▶ [GOAL]: Please extend the news report below on the Senate Electoral Tribunal's ruling about Grace Poe, picking up after its last paragraph.

Showdown on Poe DQ case shifts to SC
The battle for the elimination of Sen. Grace Poe from next year’s presidential election moves to the Supreme Court next week, after the Senate Electoral Tribunal (SET) on Thursday affirmed its Nov. 17 ruling that Poe is a natural-born Filipino.
The nine-member SET maintained its 5-4 vote and junked the motion for reconsideration brought by petitioner Rizalito David, who had sought the ouster of Poe from the Senate on the grounds that she was not a natural-born citizen of the Philippines.
“Motion denied. Same voting,” Sen. Vicente Sotto, one of the senators on the SET, told reporters in a text message after the tribunal’s meeting at a hotel in Pasay City.
Sen. Loren Legarda, a member of the SET, said the decision came in just one minute, with the members keeping their Nov. 17 votes to reject David’s contention that Poe should be considered stateless because she was a foundling.
Poe was abandoned in a church in Jaro, Iloilo province, shortly after birth in 1968. She was later adopted by the late movie actor Fernando Poe Jr. and his wife, movie actress Susan Roces.
‘It only took a minute’
She is now the favorite candidate for President in next year’s presidential election, leading Vice President Jejomar Binay, administration candidate Mar Roxas, Davao City Mayor Rodrigo Duterte and Sen. Miriam Defensor-Santiago in the polls.
“There was no change. We almost did not talk about it. There was no more voting. It took a minute,” Legarda said.

▶ [DATA EXCERPTS]:

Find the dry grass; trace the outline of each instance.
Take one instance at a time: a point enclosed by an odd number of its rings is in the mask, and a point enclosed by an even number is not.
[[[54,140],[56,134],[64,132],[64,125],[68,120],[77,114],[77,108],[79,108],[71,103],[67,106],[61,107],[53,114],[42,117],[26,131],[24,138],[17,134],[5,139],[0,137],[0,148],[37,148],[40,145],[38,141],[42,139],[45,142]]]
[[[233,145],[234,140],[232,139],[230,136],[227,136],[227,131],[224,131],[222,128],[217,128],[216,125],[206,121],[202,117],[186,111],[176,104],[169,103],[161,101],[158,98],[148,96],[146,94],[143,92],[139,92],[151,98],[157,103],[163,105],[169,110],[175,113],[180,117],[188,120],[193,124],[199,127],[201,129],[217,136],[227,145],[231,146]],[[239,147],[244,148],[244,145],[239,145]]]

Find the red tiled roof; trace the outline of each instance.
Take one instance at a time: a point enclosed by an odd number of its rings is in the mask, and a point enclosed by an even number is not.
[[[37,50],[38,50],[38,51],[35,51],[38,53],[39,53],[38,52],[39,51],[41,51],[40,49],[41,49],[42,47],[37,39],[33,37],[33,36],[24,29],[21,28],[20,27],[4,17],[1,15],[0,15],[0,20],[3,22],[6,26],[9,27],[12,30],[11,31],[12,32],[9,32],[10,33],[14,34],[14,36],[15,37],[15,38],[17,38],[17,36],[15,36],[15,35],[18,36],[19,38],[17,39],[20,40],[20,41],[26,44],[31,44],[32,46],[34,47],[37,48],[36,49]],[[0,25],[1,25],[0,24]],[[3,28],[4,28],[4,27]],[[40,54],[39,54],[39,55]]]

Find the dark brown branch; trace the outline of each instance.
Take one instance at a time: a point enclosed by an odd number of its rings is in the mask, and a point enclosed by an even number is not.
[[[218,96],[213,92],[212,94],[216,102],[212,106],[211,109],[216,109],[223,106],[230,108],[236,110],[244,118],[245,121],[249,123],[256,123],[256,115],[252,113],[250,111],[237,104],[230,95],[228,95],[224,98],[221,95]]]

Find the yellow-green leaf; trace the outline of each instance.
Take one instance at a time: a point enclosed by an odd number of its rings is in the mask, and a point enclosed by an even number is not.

▶ [RIGHT ANSWER]:
She said the members of the tribunal had a longer discussion about the United Nations arbitral tribunal’s recently concluded proceedings on the Philippines’ petition to invalidate China’s claim to almost the entire South China Sea.
“Our discussions were exciting because we talked about international law,” Legarda said.
On Nov. 17, Senators Sotto, Legarda, Cynthia Villar, Pia Cayetano and Paolo Benigno “Bam” Aquino voted to throw out David’s petition to oust Poe from the Senate.
Sen. Nancy Binay, a daughter of the Vice President, joined the three Supreme Court associate justices on the tribunal—Teresita Leonardo-de Castro, Arturo Brion and Antonio Carpio—in the vote against Poe.
The case decided by the SET is separate from the four cases in the Commission on Elections (Comelec) seeking to disqualify Poe from the race for Malacañang.
Poe’s camp thanked the SET for the favorable ruling.
“Senator Poe is grateful to the SET members for continuing to uphold the rights of foundlings, Valenzuela City Mayor Rex Gatchalian, a spokesperson for Poe, said in a statement.
Gatchalian said the SET ruling was “a clear indication that Senator Poe is a natural-born Filipino.”
“In the coming days, we hope the Comelec does the same and upholds the rights of foundlings,” he said.
Long legal battle
Poe’s running mate, Sen. Francis Escudero, also welcomed the SET ruling, but said the camp expected a long legal battle over the legality of Poe’s candidacy.
“There’s no Plan B, C, D or E. There’s only one plan,” Escudero told reporters in Iloilo City.
He said only the Supreme Court could rule with finality on a disqualification case against a candidate.
The filing of cases against Poe is meant to weaken her candidacy, he added.
“Even if they (the petitioners) lose, at least they have made it difficult for [her] or at least they have made voters doubt if she is qualified or not,” he said.
Poe’s supporters planned to hold a rally in front of the Comelec office in Iloilo today to protest the Comelec Second Division’s decision on Tuesday to disqualify her from next year’s elections on grounds that she did not meet the 10-year residency requirement for presidential candidates.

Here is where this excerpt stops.